(Records from a dataset)
******

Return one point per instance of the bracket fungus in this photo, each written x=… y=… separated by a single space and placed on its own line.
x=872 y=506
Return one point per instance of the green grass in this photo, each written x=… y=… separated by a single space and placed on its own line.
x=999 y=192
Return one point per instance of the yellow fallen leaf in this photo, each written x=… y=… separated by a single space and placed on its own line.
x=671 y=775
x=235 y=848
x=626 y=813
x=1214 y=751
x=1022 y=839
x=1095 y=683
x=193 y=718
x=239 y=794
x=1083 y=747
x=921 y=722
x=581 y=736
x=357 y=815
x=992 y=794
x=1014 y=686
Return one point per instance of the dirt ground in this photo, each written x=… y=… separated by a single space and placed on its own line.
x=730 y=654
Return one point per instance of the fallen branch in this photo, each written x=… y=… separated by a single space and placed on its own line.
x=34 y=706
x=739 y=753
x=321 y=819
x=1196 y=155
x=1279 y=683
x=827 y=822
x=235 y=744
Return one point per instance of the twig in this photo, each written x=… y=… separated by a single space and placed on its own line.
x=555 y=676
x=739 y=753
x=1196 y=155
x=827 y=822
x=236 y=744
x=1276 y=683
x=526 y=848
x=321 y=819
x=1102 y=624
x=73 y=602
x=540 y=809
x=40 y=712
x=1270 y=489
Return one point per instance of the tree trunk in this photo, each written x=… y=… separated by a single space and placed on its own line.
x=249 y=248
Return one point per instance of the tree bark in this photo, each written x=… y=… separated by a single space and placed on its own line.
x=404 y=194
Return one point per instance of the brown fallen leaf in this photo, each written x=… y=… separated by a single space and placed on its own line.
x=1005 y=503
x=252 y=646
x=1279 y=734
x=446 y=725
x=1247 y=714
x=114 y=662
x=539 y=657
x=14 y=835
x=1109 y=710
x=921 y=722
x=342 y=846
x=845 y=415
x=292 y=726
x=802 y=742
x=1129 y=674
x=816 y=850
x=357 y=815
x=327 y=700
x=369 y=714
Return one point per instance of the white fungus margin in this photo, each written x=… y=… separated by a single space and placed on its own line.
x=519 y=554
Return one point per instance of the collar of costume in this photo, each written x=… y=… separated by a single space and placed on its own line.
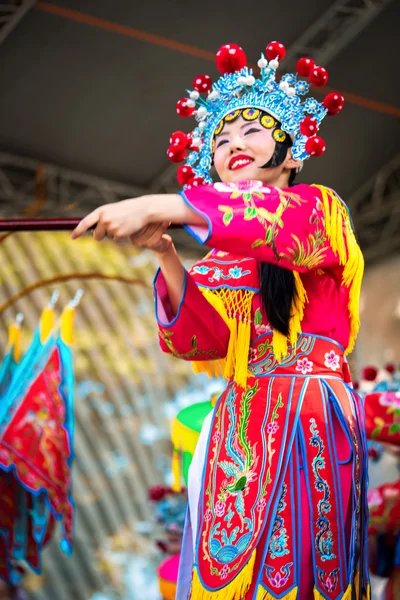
x=238 y=89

******

**Stated goal**
Convert the items above into a two-column CSV with the headers "instruction" and "coordinates", one row per item, putting each item's text and its answer in separate quoted fields with line breaks replaced by spaces. Leave the pictures out.

**Complete output**
instruction,coordinates
"Return one point per instance of the bracket fungus in this photo, each written x=… y=… separated by a single space and placed on its own line.","x=872 y=506"
"Return one point per instance of the green grass in this photo, each written x=… y=… separated by a single space and placed on its own line.","x=999 y=192"
"Return one point per instance of the yellow fallen leaf in this photo, each written x=… y=… separated by a single space and placed on its own line.","x=671 y=775 x=235 y=848 x=626 y=813 x=1214 y=751 x=1022 y=839 x=1095 y=683 x=193 y=718 x=239 y=794 x=1083 y=747 x=921 y=722 x=581 y=736 x=357 y=815 x=992 y=794 x=1014 y=686"
"Return one point per instance of the dirt ground in this photo, each written x=… y=… separated by a single space and placed on its own line.","x=730 y=654"
"Return one point per instance of the fallen branch in this photo, each written x=… y=… separated by a single space and placed on its own line.","x=34 y=706 x=739 y=753 x=321 y=819 x=1196 y=155 x=1279 y=683 x=827 y=822 x=235 y=744"
"Return one point per instance of the twig in this photo, each written x=… y=… separated by a single space and placed on its own line.","x=555 y=676 x=739 y=753 x=1196 y=155 x=827 y=822 x=236 y=744 x=1276 y=683 x=526 y=848 x=321 y=819 x=1102 y=624 x=73 y=602 x=540 y=809 x=40 y=712 x=1270 y=489"
"Return one point per instance of the tree trunk in this photo, each written x=… y=… separated by a single space and placed on its own line.","x=249 y=248"
"Return one point per instance of the tree bark in this photo, each written x=… y=… separated by a single space and placed on its own line.","x=404 y=194"
"Return one point per instance of the brown fallen leaf in this photo, each written x=… y=… separated by a single space and placed on its own line.","x=1005 y=503 x=252 y=646 x=1279 y=734 x=446 y=725 x=1247 y=714 x=114 y=662 x=539 y=657 x=14 y=835 x=1109 y=710 x=921 y=722 x=342 y=846 x=845 y=415 x=292 y=726 x=802 y=742 x=1129 y=674 x=816 y=850 x=357 y=815 x=327 y=700 x=369 y=714"
"Return one point per instance of the white fungus margin in this photo, each written x=… y=… separated by a single space and placed on its own line.","x=519 y=554"
"Return one point per instance of the collar of costume in this photo, each written x=… y=… separated by a single space and placed on its own line.","x=238 y=89"